* Dataset extract:
###

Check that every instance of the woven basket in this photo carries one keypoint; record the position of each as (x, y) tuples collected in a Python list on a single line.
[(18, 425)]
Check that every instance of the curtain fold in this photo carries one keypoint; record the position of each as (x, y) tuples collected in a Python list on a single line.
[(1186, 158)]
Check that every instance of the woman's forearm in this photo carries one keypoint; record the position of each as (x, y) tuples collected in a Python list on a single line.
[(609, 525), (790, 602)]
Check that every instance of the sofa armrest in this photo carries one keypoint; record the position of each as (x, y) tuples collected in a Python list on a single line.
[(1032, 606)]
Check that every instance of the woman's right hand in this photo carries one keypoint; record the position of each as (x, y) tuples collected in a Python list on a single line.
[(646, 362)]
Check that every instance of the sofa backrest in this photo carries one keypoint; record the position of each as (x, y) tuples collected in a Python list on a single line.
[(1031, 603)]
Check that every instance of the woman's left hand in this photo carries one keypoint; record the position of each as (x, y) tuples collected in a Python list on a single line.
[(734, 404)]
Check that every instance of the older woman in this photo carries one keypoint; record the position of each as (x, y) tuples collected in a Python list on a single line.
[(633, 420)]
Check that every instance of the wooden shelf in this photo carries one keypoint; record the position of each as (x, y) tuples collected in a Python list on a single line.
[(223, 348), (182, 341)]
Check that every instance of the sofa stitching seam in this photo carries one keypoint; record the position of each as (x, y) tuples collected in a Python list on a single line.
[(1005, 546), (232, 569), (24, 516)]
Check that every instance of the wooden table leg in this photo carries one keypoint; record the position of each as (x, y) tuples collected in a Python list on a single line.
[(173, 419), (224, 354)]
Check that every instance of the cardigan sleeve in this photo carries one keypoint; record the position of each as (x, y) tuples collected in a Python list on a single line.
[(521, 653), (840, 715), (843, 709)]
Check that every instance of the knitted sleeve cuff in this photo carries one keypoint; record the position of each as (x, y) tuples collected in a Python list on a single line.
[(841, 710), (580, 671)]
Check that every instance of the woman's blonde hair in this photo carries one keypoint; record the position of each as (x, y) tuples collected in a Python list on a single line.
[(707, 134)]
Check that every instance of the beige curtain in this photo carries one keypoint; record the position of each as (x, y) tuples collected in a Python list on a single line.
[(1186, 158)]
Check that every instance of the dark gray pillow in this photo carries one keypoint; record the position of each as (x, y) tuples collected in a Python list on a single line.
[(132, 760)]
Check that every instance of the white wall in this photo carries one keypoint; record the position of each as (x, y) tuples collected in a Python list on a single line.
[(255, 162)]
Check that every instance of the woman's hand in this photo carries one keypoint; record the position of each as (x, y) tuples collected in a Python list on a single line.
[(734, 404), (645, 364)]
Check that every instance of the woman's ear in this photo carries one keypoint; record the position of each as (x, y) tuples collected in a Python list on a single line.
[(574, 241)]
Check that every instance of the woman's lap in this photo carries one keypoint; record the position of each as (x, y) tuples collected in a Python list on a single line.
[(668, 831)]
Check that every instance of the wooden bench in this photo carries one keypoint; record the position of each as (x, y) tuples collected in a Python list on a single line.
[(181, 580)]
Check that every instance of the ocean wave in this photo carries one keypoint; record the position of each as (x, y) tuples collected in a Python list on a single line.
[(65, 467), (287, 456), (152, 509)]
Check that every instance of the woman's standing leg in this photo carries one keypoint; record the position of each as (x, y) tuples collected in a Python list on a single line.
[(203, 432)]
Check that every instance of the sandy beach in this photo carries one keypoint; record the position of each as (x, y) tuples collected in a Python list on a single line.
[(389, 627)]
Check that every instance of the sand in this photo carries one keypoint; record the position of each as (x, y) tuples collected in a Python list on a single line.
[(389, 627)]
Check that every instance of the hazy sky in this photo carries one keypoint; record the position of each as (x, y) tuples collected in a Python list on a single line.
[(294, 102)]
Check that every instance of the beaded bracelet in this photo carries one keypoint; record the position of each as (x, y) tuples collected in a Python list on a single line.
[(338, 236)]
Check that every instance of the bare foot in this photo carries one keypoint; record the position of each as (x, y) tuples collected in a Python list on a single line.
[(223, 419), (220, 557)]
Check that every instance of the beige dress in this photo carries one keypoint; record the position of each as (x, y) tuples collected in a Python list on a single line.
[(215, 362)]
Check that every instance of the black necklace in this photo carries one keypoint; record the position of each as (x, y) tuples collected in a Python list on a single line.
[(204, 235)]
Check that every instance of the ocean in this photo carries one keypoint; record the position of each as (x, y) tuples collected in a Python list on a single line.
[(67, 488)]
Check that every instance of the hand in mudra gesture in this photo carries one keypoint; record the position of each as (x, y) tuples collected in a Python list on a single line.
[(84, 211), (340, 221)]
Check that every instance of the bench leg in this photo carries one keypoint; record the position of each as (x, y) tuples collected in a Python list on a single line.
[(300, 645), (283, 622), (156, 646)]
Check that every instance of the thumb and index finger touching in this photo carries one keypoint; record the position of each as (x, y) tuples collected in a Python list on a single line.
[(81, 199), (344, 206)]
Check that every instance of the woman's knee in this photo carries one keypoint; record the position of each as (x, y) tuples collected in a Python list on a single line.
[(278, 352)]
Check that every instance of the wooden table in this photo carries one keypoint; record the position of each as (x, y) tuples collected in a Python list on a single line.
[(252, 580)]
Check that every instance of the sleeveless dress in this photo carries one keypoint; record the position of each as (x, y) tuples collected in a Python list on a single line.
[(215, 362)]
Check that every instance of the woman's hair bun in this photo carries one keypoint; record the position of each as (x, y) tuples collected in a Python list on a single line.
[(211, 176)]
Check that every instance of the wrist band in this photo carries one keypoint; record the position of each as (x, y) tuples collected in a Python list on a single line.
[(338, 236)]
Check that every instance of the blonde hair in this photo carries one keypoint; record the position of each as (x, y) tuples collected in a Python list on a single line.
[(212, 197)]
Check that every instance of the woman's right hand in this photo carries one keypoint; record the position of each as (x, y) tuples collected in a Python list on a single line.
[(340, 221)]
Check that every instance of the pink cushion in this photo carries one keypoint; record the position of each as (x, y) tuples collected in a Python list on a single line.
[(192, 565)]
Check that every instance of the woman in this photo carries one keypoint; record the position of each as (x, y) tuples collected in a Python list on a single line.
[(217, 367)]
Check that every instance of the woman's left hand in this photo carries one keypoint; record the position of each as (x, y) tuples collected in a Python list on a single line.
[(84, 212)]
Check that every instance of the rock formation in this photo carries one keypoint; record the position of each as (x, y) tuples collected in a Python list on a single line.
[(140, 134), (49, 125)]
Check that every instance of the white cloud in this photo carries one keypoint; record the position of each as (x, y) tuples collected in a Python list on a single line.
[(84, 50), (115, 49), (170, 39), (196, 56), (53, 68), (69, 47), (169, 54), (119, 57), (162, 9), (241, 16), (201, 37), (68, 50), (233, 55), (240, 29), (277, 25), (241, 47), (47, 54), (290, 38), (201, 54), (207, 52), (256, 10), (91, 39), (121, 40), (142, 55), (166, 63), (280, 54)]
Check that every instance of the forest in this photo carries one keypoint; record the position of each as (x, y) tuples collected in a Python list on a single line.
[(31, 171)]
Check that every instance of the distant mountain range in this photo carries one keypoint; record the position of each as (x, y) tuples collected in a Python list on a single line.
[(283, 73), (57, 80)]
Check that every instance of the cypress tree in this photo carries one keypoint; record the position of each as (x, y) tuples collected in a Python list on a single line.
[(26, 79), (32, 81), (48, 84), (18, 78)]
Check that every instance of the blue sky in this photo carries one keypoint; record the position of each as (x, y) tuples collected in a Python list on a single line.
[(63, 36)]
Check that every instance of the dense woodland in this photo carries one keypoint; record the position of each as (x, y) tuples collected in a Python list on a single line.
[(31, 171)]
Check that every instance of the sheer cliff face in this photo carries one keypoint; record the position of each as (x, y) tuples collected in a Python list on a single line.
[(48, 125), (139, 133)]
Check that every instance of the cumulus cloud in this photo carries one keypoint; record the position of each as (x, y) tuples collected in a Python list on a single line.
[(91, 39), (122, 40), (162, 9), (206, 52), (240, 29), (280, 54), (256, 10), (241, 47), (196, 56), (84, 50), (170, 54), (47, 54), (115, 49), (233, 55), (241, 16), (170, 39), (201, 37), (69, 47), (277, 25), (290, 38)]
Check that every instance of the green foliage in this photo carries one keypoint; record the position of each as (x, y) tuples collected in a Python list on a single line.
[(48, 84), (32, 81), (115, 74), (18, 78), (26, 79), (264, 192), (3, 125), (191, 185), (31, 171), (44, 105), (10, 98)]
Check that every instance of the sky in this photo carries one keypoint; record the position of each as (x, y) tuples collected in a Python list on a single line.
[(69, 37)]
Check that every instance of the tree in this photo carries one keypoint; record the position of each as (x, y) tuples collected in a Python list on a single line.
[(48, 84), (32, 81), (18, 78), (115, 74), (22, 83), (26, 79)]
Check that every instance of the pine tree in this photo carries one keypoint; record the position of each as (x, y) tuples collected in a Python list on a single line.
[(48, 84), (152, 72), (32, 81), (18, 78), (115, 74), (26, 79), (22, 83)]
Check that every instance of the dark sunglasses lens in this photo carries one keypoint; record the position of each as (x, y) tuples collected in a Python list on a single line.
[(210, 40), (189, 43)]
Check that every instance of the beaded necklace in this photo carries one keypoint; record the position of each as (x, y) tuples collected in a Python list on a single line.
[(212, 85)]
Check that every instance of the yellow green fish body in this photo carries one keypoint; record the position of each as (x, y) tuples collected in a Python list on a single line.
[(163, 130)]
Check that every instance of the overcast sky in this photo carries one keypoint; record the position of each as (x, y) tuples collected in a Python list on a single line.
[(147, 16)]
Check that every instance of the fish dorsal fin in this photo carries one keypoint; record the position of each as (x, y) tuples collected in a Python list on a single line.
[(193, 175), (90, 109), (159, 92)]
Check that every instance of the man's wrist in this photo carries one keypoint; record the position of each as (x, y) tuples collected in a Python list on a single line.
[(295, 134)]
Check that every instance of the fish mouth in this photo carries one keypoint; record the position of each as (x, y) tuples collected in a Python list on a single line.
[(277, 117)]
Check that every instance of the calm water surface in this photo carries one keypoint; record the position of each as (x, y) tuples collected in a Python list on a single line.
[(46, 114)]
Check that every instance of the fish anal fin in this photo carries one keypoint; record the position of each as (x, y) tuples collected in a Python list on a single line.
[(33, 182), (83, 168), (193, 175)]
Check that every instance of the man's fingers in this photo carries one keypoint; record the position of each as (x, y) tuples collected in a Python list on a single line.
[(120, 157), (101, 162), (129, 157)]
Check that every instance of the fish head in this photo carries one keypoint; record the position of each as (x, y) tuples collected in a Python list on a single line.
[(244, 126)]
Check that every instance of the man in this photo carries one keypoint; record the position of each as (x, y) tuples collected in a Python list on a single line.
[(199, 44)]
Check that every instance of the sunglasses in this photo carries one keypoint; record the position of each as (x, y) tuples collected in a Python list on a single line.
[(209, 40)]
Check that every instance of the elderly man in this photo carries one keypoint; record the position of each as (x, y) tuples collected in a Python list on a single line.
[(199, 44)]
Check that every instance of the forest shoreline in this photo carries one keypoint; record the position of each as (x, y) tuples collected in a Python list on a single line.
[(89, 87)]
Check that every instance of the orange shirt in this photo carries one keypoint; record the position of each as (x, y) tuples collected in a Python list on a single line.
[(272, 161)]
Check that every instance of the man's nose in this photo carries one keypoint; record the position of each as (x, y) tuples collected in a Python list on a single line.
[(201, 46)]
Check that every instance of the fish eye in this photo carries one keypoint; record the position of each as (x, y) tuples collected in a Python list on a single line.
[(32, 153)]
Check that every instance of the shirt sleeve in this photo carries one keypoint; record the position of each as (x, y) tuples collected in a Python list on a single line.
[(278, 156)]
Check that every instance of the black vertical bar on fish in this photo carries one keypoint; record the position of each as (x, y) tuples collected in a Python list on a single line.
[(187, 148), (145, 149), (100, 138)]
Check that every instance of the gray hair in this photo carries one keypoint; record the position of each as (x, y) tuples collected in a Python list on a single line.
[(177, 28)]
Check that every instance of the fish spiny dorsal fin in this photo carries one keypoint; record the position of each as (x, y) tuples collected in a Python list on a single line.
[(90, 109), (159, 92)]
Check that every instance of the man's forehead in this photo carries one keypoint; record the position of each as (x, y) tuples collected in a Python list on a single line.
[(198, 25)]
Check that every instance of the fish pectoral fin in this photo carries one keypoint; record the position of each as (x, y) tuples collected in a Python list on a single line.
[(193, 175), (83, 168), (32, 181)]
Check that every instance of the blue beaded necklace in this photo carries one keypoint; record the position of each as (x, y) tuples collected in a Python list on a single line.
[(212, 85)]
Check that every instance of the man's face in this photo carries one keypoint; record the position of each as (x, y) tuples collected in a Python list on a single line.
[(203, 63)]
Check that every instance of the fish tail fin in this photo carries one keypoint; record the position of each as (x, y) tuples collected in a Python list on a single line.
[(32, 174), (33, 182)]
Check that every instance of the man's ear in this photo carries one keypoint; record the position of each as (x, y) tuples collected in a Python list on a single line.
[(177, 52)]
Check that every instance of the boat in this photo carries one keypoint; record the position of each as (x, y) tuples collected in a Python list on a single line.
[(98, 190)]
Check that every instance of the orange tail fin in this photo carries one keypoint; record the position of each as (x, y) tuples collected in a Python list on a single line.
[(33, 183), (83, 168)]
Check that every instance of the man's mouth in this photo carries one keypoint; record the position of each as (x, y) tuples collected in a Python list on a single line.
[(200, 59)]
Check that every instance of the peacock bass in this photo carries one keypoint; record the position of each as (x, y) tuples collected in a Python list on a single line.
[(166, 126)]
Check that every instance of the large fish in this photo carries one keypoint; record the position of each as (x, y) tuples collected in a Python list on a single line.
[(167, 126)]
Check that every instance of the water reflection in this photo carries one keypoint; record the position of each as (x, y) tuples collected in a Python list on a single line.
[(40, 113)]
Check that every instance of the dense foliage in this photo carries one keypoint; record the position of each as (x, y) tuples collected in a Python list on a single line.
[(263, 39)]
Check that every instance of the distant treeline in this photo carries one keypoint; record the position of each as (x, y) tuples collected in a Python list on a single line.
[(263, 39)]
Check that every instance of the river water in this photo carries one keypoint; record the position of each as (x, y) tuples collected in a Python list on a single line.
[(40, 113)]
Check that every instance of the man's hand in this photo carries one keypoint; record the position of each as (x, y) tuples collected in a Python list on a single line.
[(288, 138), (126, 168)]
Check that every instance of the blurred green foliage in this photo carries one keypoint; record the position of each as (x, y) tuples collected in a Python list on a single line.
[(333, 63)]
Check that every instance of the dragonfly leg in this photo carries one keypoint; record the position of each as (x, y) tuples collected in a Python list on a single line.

###

* Exercise goal:
Rewrite the records from the first line through the line containing "[(1032, 606)]", changing "keypoint" to "marker" and keeping everything else the same.

* Correct response:
Check that every instance of the woven basket in this photo carries one marker; record the position of each as (x, y) tuples collected in a Python list on a single line.
[(18, 425)]
Check that every instance of the curtain fold in this photo carries one marker; record the position of each as (x, y) tuples collected in a Python list on a single line.
[(1186, 158)]
Check that every instance of the woman's forearm in this photo carries one marker; record the position of each as (x, y) tuples collected in a Python list on a single line.
[(609, 525), (790, 602)]
Check that every instance of the sofa armrest in this photo carries one marker; record the position of each as (x, y) tuples collected in a Python list on a single line.
[(1032, 606)]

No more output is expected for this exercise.